*TEXT BLOCK*.
'''

Wheat is the part of the diet of people living in all parts of the world and this is the reason that it is known as a staple food. It is used to make bread that we consume in almost all meals that we have, as well as other important food items. The importance of wheat for our bodily processes cannot be stressed enough; for example the proper functioning of our digestive processes has a lot of dependence on the presence of wheat in our diet. We normally use the word wheat to refer to all its different breeds but few of us know the different breeds by their name or the differences between them. In this article, we will see such breeds of wheat, namely durum and semolina.

Durum wheat, which is also known as macaroni wheat is the only species of wheat that is tetraploid, has commercial significance and is still cultivated today. Other more scientific names used for durum are Triticum turgidum subsp. Durum or merely Triticum durum. This type of wheat was developed by artificially selecting domesticated emmer wheat strains that were previously grown in the central parts of Europe as well as the Near East as early as 7000 BC. Just like the emmer wheat, durum wheat is also awned. Durum is a latin word, and its word meaning is ‘hard’. This species is unique in the sense that it is the hardest of all the wheat species. Moreover, it has a very high protein content and is known to contribute a lot to strength. These are the actual reasons for durum being used in a lot of food items such as for bread making, pasta etc. The latter originated from Italy where it is totally made from durum wheat. In contrast to this, semolina is that wheat which is produced after processing and making certain changes to the durum wheat. The wheat middlings of the durum wheat that are coarse and have been purified are what come under the tag of semolina. These are specifically used in making pasta, puddings, breakfast cereals, couscous etc. Note that the word semolina should not always be associated with wheat but should actually be associated with coarse middings. This is because semolina is also used to describe the coarse middlings of other varieties of wheat, as well as those of other grains, such as rice, maize etc.

'''

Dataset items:
'''

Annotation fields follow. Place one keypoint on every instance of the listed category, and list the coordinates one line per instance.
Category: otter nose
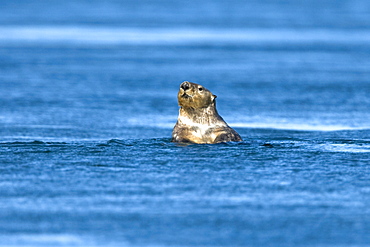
(185, 85)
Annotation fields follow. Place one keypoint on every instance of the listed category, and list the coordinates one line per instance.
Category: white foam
(111, 35)
(269, 123)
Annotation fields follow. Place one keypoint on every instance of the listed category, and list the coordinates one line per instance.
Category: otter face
(192, 95)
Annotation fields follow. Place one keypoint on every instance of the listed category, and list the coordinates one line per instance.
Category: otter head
(192, 95)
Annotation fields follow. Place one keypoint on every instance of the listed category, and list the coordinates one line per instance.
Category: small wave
(296, 126)
(110, 35)
(347, 148)
(35, 142)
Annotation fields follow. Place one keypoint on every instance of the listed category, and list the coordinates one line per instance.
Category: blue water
(88, 102)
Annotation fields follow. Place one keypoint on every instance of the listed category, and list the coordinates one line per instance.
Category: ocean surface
(88, 102)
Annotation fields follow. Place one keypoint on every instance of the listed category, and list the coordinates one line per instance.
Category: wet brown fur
(199, 121)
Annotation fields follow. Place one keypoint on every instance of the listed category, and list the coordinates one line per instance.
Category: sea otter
(198, 120)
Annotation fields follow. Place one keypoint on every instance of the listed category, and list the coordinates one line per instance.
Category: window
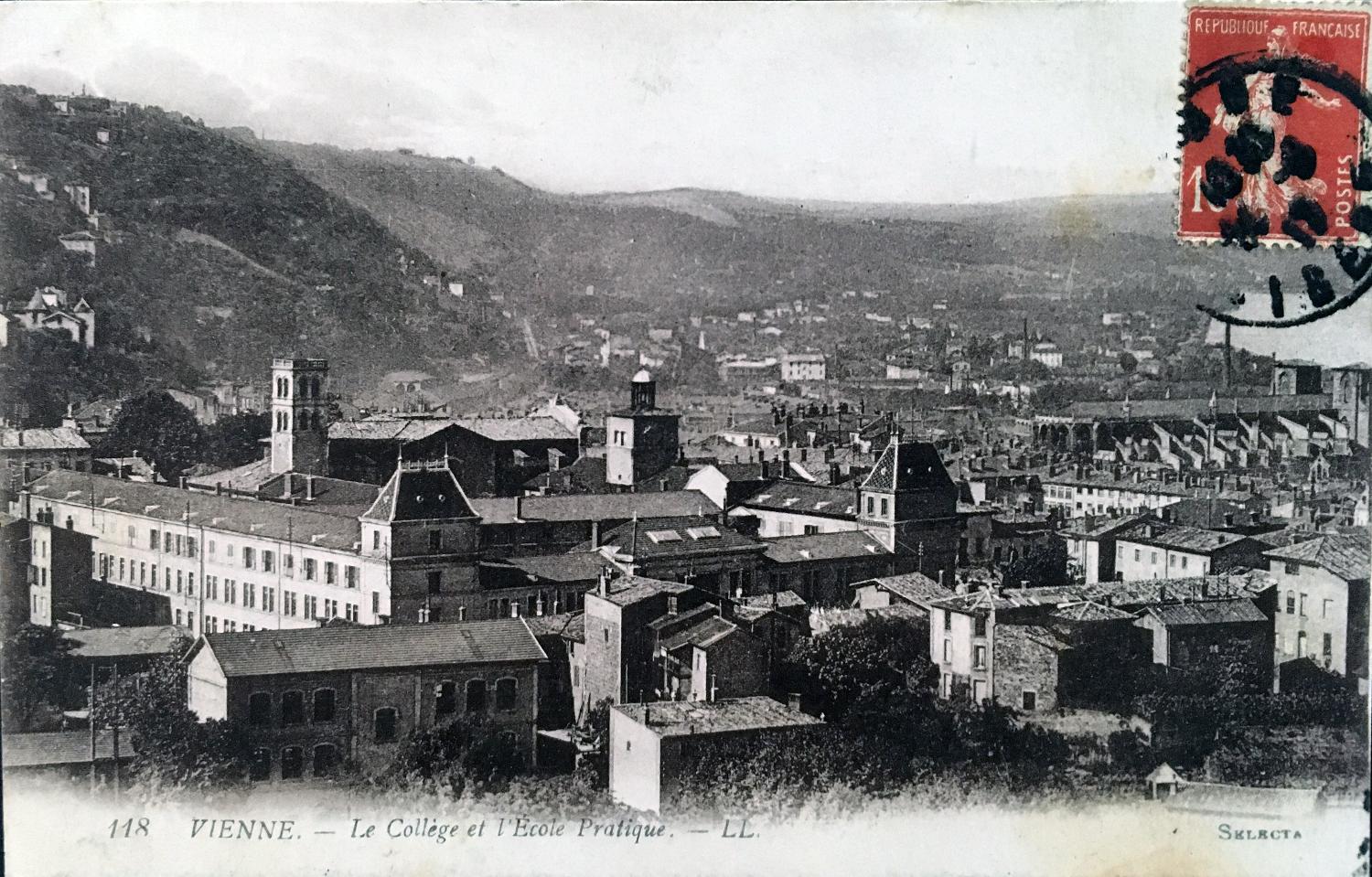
(383, 725)
(445, 698)
(293, 764)
(260, 709)
(261, 766)
(323, 704)
(505, 692)
(477, 696)
(293, 709)
(326, 759)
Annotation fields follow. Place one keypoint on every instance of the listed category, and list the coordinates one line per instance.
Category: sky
(903, 102)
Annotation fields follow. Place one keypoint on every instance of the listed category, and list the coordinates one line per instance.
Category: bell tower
(299, 416)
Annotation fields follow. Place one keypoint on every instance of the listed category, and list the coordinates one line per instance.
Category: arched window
(260, 709)
(293, 709)
(293, 764)
(326, 759)
(477, 696)
(383, 725)
(261, 766)
(505, 693)
(323, 704)
(445, 698)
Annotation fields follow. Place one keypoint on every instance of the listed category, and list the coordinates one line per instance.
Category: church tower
(299, 416)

'''

*WHAT THE TASK ASKS*. According to the text about durum and semolina wheat, what does the Latin word "durum" mean?

*RESPONSE BOX*. It means "hard."